■ QUESTIONS TO ANSWER:
[1] Answer these from the Waitress review, each answer on its own line:
(a) At which theatre is the show playing, and until what date?
(b) Which actor plays Earl?
(c) What makes the pie-maker's troubles worse?
[2] Pick up the Waitress review after its final sentence and carry on writing it in the same voice.

Tony Award-winning musical ‘Waitress’ shows that the pursuit of one’s happiness isn’t as easy-as-pie

By Jessie Nelson and Sara Bareilles. Until August 18 at the Ed Mirvish Theatre, 244 Victoria St. mirvish.com or 1-800-461-3333.

You may have heard of this rags-to-riches story before: there is an ordinary server in a diner who accomplishes her dreams. The big difference in Waitress, the Tony Award-winning musical, is that the rags for Jenna (Christine Dwyer) is her toxic relationship with Earl (Jeremy Woodward), and her riches are independence and freedom.

This heartwarming slice-of-life story provides both a realistic and optimistic perspective of our relationships and life goals. The opening number may make you feel skeptical that the show will be saturated with warm and fuzzies, but it quickly pivots from saccharine to sobering and serious as the central problem unravels: the troubles for our beloved pie-maker are exacerbated by an unplanned pregnancy.

■ DATASET EXCERPTS:
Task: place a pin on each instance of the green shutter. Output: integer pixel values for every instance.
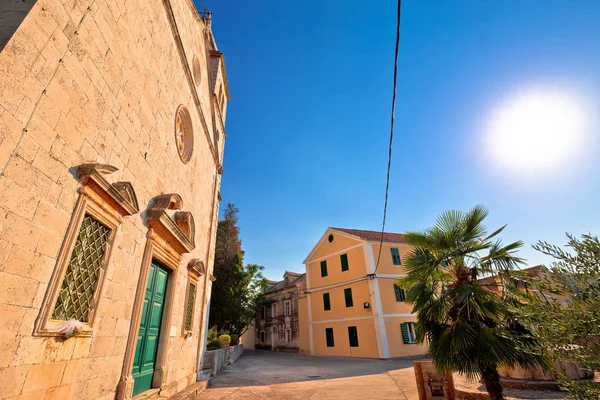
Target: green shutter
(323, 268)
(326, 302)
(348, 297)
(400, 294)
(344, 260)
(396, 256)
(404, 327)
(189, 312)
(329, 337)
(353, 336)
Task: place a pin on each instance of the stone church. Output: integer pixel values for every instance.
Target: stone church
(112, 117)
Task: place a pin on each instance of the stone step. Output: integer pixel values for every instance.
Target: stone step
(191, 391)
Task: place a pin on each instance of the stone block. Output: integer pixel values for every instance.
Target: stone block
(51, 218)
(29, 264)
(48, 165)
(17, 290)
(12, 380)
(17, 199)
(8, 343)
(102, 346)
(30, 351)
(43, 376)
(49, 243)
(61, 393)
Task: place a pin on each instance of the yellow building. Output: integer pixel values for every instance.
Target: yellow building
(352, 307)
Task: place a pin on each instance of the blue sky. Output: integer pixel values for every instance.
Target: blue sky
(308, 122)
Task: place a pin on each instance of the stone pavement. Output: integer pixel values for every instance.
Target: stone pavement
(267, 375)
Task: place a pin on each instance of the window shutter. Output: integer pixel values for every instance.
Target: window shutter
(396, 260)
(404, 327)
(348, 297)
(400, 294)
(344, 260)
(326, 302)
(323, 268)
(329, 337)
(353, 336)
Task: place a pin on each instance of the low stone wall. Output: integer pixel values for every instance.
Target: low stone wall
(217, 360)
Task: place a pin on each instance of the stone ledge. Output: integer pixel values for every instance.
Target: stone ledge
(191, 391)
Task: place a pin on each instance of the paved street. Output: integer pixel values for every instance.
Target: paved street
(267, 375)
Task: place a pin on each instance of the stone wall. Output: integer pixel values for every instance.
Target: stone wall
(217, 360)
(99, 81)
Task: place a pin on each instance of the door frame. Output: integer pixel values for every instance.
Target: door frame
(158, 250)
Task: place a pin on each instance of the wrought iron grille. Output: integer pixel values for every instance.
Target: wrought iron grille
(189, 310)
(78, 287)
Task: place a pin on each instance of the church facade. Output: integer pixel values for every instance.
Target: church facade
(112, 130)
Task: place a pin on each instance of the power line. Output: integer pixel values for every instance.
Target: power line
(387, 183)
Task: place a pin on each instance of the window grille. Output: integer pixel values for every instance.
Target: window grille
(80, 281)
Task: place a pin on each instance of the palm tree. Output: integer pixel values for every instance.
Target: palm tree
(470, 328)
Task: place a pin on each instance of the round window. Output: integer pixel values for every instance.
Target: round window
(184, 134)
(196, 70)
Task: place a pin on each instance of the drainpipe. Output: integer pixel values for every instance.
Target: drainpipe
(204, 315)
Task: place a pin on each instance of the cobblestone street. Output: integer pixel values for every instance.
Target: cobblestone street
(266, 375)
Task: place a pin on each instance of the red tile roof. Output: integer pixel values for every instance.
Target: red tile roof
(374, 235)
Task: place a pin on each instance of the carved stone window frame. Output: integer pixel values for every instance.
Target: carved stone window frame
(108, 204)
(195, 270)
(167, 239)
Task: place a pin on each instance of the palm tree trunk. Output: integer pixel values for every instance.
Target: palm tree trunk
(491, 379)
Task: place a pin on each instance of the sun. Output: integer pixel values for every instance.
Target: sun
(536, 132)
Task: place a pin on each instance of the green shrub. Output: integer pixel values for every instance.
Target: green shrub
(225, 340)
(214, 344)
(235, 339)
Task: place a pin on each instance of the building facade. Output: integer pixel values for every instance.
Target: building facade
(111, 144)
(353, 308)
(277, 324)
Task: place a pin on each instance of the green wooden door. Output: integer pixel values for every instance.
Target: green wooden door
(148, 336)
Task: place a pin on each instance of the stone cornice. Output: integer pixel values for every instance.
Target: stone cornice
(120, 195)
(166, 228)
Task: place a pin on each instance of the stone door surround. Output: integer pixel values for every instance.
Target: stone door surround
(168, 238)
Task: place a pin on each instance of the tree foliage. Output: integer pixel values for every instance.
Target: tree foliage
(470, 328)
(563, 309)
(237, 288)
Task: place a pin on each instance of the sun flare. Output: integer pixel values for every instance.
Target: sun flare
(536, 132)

--

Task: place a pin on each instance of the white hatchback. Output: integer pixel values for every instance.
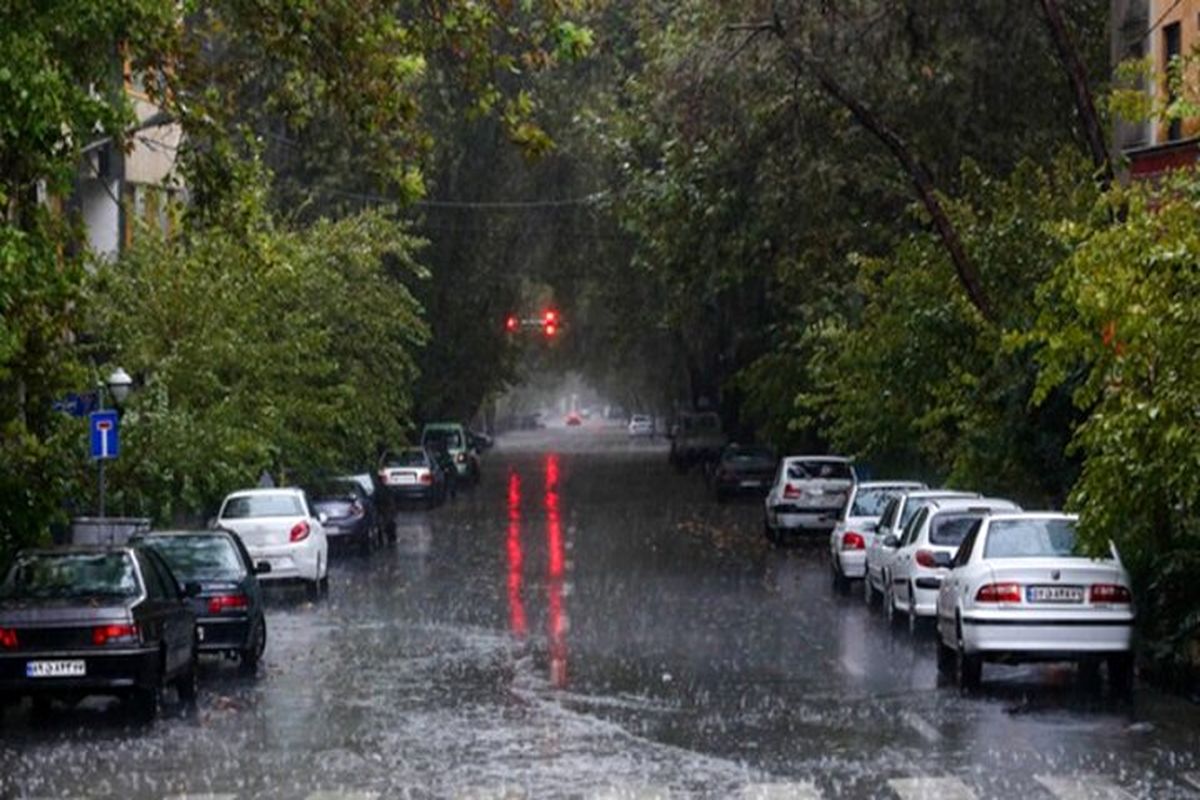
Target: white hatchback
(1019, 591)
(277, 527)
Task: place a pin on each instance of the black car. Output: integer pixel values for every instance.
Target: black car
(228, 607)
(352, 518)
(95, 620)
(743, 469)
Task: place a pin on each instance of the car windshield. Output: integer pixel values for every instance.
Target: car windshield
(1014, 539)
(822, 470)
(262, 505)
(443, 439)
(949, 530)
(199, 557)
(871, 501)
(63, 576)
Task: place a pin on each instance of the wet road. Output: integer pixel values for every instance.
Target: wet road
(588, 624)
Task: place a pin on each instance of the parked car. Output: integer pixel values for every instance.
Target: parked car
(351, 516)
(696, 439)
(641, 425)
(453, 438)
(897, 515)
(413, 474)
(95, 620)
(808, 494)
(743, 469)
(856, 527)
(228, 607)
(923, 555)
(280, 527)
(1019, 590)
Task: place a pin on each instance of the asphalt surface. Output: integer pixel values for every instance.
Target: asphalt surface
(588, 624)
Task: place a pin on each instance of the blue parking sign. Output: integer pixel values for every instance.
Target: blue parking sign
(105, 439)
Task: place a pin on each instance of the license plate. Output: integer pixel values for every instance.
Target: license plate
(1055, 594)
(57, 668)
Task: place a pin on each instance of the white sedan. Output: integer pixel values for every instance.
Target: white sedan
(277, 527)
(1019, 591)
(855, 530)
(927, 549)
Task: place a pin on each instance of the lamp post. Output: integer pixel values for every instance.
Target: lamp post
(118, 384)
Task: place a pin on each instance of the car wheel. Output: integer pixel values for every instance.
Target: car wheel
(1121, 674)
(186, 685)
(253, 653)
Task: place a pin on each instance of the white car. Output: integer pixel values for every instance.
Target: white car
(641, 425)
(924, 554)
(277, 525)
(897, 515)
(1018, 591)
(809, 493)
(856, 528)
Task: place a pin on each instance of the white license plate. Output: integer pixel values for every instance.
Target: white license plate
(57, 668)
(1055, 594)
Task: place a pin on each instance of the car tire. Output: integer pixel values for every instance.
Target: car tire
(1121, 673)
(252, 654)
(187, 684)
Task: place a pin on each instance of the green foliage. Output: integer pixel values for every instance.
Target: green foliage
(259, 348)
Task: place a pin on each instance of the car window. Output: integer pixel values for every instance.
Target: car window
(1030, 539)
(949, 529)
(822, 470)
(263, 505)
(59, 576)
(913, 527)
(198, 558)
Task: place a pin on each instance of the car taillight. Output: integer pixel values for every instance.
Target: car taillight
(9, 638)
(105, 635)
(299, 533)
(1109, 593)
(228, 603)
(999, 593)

■ ANSWERS PER TASK:
[1]
(a) The Ed Mirvish Theatre, until August 18.
(b) Jeremy Woodward.
(c) An unplanned pregnancy.

[2]
Throughout this rollercoaster of emotion, we meet an eclectic roster of characters who support and help Jenna navigate throughout her journey. Becky (Melody A. Betts) and Dawn (Ephie Aardema) are Jenna’s dear and true friends who will help her in any way they can. Dr. Pomatter (Steven Good) is a handsome and affable doctor who turns Jenna’s emotions upside-down. And Joe (Richard Kline) is a grumpy regular customer, but who also cares deeply for his friendly server. 

The truest delight in this show is the score by Sara Bareilles. Like a chalkboard menu listing tantalizing baked good options (which all end up being excellent choices), Waitress has a wide ranging mix of hit musical numbers. We are blessed for Sara’s versatility as Waitress showcases bluesy jazz, upbeat pop, catchy percussions, dramatic ballads, and even campy theatrics.

Ultimately, Jenna’s story isn’t an easy fairy tale. It shows us that in order for us to be happy, healthy, and safe in life, it requires hard work, the support of our loved ones, and the courage to make difficult decisions. This musical has a happy ending so it lets you have your pie-in-the-sky dreams, but it is also sincerely grounded with a real truth on emotional boundaries.

Waitress presents a dark reality of traditionally presented happy-go-lucky domestic relationships. But it also paints a hopeful vision in what may feel like bleak times. Like a sweet and tart strawberry rhubarb pie, Waitress successfully accomplishes an entertaining and inspiring balance between both spectrums. 

Patrick enjoys theatre and is an amateur writer in Toronto.